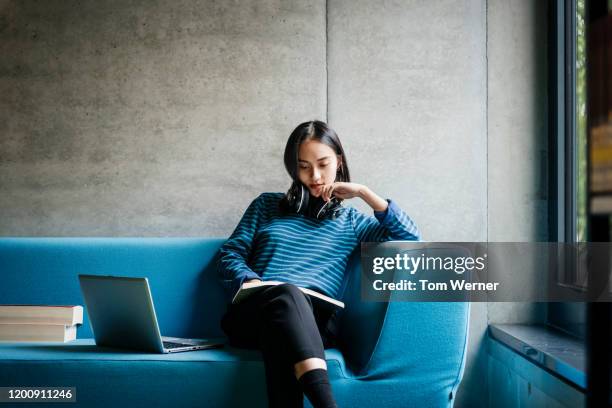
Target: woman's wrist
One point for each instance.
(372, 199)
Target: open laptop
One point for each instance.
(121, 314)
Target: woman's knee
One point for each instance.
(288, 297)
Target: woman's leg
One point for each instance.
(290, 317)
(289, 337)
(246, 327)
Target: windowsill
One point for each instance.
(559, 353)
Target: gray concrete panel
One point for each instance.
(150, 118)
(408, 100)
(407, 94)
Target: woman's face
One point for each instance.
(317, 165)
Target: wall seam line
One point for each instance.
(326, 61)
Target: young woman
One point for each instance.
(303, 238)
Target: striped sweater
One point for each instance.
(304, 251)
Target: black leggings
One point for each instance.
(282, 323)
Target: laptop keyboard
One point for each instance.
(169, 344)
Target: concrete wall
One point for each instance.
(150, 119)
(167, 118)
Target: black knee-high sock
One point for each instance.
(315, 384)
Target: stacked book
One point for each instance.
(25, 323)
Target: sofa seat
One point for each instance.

--

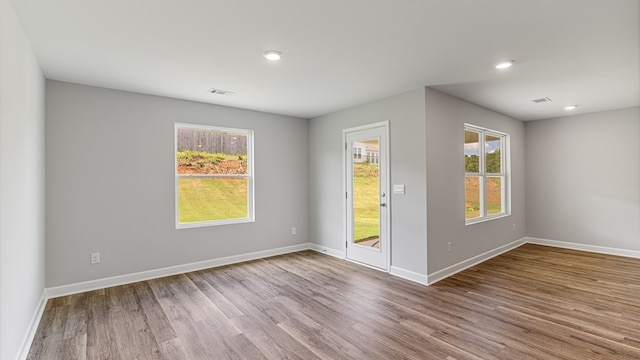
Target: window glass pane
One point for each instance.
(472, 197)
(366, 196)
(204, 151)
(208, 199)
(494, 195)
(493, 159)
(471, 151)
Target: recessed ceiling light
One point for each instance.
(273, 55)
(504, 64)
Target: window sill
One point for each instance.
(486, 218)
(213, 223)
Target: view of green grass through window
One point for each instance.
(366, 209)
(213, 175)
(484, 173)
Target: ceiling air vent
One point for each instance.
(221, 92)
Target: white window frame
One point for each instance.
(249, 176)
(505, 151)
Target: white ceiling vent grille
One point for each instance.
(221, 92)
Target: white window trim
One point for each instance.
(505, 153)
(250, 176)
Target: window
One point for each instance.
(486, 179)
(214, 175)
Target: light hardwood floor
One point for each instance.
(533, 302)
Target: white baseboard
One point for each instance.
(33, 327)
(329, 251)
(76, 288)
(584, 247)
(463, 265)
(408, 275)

__Exercise__:
For the word "black", how many lines in the records above contain it? Answer with the number and nothing else.

__Written solution__:
2